Please give the rows below as a numbered list, starting with the first row and going on through the row with "233L148 224L96 225L85", leaving out any blank lines.

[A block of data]

═══

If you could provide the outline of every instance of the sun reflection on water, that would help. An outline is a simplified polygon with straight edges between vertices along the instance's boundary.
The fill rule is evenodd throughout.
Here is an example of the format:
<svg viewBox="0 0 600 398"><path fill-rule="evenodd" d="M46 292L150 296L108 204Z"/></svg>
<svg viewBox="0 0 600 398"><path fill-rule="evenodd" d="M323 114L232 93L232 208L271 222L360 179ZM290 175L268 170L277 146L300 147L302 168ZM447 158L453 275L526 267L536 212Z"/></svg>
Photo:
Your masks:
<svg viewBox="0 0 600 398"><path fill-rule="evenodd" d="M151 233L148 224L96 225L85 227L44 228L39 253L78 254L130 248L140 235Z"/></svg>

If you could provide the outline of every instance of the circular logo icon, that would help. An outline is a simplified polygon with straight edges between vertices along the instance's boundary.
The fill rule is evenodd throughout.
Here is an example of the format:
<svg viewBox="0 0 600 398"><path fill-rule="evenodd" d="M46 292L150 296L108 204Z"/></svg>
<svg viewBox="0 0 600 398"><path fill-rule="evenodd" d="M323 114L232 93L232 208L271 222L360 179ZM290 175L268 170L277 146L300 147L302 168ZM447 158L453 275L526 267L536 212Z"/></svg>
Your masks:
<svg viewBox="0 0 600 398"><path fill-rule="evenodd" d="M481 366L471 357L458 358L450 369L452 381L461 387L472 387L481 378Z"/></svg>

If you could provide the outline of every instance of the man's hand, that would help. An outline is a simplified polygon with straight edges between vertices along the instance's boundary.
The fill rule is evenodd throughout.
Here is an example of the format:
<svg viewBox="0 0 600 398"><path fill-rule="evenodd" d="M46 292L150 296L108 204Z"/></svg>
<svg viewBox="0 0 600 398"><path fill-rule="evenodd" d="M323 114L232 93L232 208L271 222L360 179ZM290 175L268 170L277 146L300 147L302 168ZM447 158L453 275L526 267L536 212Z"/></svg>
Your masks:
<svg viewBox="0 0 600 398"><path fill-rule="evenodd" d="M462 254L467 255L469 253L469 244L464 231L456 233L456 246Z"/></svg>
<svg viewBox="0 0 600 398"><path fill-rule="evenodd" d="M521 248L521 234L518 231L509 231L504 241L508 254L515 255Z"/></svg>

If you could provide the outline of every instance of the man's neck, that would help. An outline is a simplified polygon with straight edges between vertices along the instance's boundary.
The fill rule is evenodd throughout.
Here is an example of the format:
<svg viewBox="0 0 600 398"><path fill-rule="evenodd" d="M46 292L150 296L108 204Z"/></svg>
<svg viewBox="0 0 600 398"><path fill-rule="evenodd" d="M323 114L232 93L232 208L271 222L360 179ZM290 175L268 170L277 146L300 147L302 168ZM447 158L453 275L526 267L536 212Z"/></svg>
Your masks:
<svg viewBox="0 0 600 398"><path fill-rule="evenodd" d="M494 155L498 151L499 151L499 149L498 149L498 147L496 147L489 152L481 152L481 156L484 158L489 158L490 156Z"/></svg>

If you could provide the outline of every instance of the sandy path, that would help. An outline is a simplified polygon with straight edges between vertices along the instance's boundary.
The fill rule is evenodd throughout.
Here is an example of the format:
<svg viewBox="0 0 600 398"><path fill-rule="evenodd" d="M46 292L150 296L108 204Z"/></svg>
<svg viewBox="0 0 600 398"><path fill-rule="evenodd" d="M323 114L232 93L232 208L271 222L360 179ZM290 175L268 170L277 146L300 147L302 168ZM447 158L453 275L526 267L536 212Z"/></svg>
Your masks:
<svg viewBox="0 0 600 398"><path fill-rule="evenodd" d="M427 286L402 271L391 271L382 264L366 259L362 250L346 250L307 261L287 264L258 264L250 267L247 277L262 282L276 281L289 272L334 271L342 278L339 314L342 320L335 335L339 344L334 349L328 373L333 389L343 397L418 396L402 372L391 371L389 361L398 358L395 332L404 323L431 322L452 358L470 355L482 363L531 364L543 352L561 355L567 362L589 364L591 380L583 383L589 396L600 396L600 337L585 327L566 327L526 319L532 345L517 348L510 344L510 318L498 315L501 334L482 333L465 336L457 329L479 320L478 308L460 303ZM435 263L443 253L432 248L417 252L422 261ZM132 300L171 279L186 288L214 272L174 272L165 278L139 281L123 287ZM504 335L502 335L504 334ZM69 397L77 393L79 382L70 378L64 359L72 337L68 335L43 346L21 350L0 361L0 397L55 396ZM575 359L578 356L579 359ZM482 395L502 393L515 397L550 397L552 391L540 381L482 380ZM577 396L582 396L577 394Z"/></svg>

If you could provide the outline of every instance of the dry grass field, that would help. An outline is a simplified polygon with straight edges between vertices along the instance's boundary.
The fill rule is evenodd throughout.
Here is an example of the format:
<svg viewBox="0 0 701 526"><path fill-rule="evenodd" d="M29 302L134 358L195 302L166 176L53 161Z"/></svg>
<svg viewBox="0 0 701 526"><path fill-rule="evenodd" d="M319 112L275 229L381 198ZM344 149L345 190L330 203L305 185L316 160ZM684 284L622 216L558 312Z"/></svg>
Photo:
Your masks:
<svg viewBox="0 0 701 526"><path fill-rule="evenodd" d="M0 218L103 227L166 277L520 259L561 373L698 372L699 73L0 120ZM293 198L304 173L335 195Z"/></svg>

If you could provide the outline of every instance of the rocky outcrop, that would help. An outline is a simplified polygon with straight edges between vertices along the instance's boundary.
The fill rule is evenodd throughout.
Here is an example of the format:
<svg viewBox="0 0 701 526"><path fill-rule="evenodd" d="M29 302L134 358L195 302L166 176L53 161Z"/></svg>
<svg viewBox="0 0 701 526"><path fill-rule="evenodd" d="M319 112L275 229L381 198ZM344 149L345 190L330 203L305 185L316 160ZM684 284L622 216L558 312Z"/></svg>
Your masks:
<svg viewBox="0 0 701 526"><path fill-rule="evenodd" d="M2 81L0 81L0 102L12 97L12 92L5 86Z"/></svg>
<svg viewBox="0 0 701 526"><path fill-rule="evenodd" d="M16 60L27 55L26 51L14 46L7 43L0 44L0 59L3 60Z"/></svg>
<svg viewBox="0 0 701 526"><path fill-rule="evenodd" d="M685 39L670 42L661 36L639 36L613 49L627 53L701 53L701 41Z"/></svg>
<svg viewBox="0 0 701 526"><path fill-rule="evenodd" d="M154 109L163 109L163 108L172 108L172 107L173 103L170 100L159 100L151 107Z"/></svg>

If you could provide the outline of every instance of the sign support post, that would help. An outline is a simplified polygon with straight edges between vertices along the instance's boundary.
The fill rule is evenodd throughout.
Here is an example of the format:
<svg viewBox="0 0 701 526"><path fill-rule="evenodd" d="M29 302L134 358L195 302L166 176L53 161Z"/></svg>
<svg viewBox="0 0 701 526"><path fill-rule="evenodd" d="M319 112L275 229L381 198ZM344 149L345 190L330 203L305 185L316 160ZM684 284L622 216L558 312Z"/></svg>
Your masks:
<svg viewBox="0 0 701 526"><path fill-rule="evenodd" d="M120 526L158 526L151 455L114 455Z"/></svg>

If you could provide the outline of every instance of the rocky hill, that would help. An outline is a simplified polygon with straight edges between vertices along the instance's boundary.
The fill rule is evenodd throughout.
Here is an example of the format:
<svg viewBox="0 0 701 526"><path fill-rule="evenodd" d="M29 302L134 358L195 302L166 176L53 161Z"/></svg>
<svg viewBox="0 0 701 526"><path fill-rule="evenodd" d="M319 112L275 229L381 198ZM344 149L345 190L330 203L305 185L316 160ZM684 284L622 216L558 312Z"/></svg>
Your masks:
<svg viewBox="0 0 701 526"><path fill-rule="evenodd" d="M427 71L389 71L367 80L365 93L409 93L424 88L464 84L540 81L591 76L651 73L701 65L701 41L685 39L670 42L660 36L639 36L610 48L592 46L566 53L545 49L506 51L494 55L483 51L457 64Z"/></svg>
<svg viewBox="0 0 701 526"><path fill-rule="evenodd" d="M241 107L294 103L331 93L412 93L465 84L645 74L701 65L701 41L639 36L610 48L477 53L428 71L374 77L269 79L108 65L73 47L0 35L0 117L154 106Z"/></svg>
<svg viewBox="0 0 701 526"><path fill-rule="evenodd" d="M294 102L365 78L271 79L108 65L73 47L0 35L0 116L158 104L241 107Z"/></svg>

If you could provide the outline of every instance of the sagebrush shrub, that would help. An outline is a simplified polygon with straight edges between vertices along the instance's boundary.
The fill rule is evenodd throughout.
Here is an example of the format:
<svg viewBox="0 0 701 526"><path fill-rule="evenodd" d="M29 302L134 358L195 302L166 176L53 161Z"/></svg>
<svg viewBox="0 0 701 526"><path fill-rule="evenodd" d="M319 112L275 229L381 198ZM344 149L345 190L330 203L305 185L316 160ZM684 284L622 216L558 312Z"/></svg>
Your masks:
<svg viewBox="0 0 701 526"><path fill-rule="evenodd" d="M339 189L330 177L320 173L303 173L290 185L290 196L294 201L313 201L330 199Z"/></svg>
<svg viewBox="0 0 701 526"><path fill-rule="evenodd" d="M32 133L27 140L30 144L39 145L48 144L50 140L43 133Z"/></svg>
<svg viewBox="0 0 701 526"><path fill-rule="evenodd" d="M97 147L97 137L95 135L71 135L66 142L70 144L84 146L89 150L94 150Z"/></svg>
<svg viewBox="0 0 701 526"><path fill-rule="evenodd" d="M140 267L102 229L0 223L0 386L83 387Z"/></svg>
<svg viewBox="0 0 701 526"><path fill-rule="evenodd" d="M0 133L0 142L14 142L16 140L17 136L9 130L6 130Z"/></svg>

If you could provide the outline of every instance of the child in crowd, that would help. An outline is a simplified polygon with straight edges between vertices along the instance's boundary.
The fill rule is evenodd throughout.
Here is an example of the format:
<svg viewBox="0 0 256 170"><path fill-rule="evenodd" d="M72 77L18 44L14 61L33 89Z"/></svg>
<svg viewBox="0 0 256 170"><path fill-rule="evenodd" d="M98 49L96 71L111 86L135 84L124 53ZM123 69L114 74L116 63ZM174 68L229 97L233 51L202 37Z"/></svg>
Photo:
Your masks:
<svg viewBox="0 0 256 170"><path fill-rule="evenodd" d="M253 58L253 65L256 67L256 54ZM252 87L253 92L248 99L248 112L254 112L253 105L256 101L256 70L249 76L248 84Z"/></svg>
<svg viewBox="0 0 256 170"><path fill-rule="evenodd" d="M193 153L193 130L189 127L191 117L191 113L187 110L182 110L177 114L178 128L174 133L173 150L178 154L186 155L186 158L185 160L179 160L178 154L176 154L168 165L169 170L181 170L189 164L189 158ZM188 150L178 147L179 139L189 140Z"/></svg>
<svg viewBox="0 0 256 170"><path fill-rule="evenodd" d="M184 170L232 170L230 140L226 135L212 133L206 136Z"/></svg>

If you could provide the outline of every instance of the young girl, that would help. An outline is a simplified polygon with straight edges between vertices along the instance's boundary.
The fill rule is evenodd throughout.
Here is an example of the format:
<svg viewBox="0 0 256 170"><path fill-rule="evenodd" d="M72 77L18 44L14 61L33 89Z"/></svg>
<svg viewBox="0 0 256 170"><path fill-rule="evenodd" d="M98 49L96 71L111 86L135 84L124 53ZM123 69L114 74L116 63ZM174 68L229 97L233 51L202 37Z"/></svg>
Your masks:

═══

Answer to the task →
1. If you could provide the outline of every instance of the sun reflection on water, that would help. An outline is a simplified polygon with straight edges between vertices along the instance's boundary.
2. The fill rule is evenodd throughout.
3. Here is an example of the format:
4. <svg viewBox="0 0 600 398"><path fill-rule="evenodd" d="M46 292L150 296L108 204Z"/></svg>
5. <svg viewBox="0 0 600 398"><path fill-rule="evenodd" d="M323 114L232 93L232 208L271 222L360 179ZM290 175L268 170L277 146L300 147L302 168ZM447 158L453 275L526 267L536 212Z"/></svg>
6. Photo:
7. Your masks:
8. <svg viewBox="0 0 600 398"><path fill-rule="evenodd" d="M151 233L148 224L96 225L85 227L44 228L39 253L78 254L130 248L140 235Z"/></svg>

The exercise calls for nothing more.